WORK TO DO. Rewrite the records below, replacing "client" with "customer" throughout and changing nothing else.
::: LISTED RECORDS
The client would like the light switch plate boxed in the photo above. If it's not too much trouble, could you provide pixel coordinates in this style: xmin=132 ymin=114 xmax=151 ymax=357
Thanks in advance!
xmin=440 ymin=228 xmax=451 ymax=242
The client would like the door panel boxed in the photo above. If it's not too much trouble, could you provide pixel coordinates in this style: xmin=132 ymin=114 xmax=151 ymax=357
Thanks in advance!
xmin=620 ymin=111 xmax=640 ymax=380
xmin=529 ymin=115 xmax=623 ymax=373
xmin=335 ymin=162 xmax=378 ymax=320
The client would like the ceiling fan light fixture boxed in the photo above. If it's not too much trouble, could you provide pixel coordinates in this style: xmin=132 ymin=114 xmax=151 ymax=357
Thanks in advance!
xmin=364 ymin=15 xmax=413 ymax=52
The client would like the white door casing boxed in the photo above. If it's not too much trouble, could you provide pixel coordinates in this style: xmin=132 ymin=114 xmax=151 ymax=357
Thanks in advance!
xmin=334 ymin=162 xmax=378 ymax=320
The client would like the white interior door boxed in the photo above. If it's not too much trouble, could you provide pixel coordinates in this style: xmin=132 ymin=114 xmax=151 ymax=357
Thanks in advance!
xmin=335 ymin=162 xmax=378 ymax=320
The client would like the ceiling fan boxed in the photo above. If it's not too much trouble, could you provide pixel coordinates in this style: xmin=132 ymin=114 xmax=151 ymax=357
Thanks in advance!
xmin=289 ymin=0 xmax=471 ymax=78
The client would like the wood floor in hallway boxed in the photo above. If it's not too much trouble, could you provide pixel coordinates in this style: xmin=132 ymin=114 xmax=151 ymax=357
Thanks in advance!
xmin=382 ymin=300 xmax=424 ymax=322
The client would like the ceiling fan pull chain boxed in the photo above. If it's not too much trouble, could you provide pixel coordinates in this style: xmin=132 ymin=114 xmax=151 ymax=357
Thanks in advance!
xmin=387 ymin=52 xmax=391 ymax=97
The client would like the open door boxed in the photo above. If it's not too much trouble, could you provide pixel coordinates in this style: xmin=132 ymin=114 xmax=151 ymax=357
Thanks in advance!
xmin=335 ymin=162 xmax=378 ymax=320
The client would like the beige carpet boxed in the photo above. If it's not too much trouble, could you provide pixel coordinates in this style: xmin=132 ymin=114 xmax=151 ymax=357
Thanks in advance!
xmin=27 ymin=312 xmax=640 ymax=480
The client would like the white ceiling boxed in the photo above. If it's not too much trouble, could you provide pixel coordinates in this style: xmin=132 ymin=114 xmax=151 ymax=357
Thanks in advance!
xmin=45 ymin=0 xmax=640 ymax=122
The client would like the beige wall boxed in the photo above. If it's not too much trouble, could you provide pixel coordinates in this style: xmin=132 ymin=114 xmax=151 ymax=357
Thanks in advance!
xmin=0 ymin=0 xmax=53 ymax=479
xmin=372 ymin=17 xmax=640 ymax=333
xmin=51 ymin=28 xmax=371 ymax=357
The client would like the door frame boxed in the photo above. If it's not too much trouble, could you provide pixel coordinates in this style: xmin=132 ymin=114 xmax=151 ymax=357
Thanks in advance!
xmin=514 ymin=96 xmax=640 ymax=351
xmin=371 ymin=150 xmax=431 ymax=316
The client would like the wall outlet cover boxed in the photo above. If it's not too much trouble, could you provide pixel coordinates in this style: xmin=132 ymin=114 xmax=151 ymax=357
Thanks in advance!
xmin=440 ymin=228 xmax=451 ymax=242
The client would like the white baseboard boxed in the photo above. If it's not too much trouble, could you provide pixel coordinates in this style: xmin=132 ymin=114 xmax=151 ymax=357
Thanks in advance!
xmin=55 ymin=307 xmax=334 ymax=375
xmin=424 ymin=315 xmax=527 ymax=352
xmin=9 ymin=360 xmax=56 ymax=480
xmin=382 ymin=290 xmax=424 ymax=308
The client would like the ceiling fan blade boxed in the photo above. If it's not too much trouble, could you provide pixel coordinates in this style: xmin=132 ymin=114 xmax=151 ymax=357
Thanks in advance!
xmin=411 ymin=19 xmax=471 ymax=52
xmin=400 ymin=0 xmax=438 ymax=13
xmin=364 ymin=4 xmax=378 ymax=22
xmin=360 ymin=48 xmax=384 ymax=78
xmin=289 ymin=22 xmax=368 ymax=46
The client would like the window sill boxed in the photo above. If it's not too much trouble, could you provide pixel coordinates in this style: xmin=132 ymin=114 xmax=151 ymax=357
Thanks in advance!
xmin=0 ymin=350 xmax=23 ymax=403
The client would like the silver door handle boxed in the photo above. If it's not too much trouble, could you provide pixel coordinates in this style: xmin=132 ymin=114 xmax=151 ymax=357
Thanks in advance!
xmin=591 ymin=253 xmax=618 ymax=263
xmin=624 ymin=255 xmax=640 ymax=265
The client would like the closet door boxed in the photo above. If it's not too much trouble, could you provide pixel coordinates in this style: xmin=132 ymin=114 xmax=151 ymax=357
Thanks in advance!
::::::
WRITTEN RESPONSE.
The customer would like the light switch plate boxed in the photo above. If it's not too much trouble, could you provide pixel coordinates in this style: xmin=132 ymin=114 xmax=151 ymax=357
Thanks in advance!
xmin=440 ymin=228 xmax=451 ymax=242
The customer would like the door panel boxed in the photo above. If it's not too much trouble, could you provide pixel coordinates in this style: xmin=132 ymin=114 xmax=151 ymax=357
Thanks in advance!
xmin=620 ymin=111 xmax=640 ymax=380
xmin=529 ymin=115 xmax=623 ymax=373
xmin=335 ymin=162 xmax=378 ymax=320
The customer would like the ceiling fan light fixture boxed in the photo above. If it's not too much trouble, could you provide pixel coordinates in this style: xmin=132 ymin=114 xmax=151 ymax=357
Thanks in advance!
xmin=364 ymin=15 xmax=413 ymax=52
The customer would like the white door casing boxed in the photo above. If it's not too much trouble, could you provide pixel coordinates in this style: xmin=132 ymin=114 xmax=151 ymax=357
Thanks in advance!
xmin=334 ymin=162 xmax=378 ymax=320
The customer would like the white interior door boxed in the photo above. If it's not too much trouble, could you provide pixel coordinates in this style: xmin=132 ymin=114 xmax=151 ymax=357
Thanks in advance!
xmin=335 ymin=162 xmax=378 ymax=320
The customer would like the ceiling fan boxed in the photo above. If it's not too much trouble, could you provide pixel coordinates in this style: xmin=132 ymin=114 xmax=151 ymax=357
Thanks in advance!
xmin=289 ymin=0 xmax=471 ymax=78
The customer would like the wood floor in hallway boxed in the photo above. If it's not too much trouble, could you provide pixel coordinates in this style: xmin=132 ymin=114 xmax=151 ymax=357
Thanks in advance!
xmin=382 ymin=300 xmax=424 ymax=322
The customer would like the ceiling fan pull chain boxed in the photo above. If it's not too much trouble, could you provide pixel coordinates in this style: xmin=132 ymin=114 xmax=151 ymax=357
Thanks in advance!
xmin=387 ymin=52 xmax=391 ymax=97
The customer would like the open door boxed in the photo above. If it's not too much trouble, could you provide pixel coordinates in this style: xmin=132 ymin=114 xmax=151 ymax=357
Thanks in advance!
xmin=335 ymin=162 xmax=378 ymax=320
The customer would like the beige carpet boxed in the photo above. If it's not too much trouble, could you provide pixel coordinates in this style: xmin=132 ymin=114 xmax=151 ymax=357
Thanks in advance!
xmin=27 ymin=312 xmax=640 ymax=480
The customer would like the white ceiling boxed in the photo above. If it's not too much trouble, could you provide pixel coordinates in this style: xmin=132 ymin=114 xmax=151 ymax=357
Thanks in advance!
xmin=45 ymin=0 xmax=640 ymax=122
The customer would like the beige wall boxed in the photo above. If it's not too much trouble, could you provide pixel coordinates in this style: xmin=132 ymin=114 xmax=151 ymax=357
Thanks in advance!
xmin=0 ymin=0 xmax=53 ymax=479
xmin=372 ymin=17 xmax=640 ymax=333
xmin=51 ymin=28 xmax=371 ymax=357
The customer would like the door frame boxed in the photo above. If it's not too much trouble, could you provide pixel coordinates in this style: xmin=132 ymin=114 xmax=151 ymax=357
Thanks in advance!
xmin=514 ymin=96 xmax=640 ymax=351
xmin=371 ymin=150 xmax=431 ymax=316
The customer would like the wall outlet cover boxed in the photo above. If it's not too much trouble, could you provide pixel coordinates in this style: xmin=132 ymin=114 xmax=151 ymax=357
Thanks in advance!
xmin=440 ymin=228 xmax=451 ymax=242
The customer would like the white baseboard boxed in the photo above. If it's not too much trouble, could you provide pixel coordinates in this style: xmin=132 ymin=114 xmax=151 ymax=357
Thanks in advance!
xmin=55 ymin=307 xmax=334 ymax=375
xmin=424 ymin=315 xmax=527 ymax=352
xmin=9 ymin=360 xmax=56 ymax=480
xmin=382 ymin=290 xmax=424 ymax=308
The customer would like the ceiling fan blade boxed in the photo above. If it's not too much trouble, could you provide pixel coordinates in this style: xmin=132 ymin=114 xmax=151 ymax=357
Thanks in advance!
xmin=411 ymin=19 xmax=471 ymax=52
xmin=400 ymin=0 xmax=438 ymax=13
xmin=364 ymin=4 xmax=378 ymax=22
xmin=360 ymin=48 xmax=384 ymax=78
xmin=289 ymin=22 xmax=368 ymax=46
The customer would like the window sill boxed in the photo above. If it's not too much trouble, could you provide pixel coordinates in this style: xmin=132 ymin=114 xmax=151 ymax=357
Thanks in advance!
xmin=0 ymin=350 xmax=23 ymax=403
The customer would like the silver door handle boxed in the photo above. If it's not too much trouble, could you provide pixel coordinates in this style: xmin=132 ymin=114 xmax=151 ymax=357
Thanks in advance!
xmin=591 ymin=253 xmax=618 ymax=263
xmin=624 ymin=255 xmax=640 ymax=265
The customer would like the closet door boxed in the photo above. If it's not too much trouble, could you provide pixel coordinates in this style: xmin=132 ymin=114 xmax=151 ymax=357
Thanks in advance!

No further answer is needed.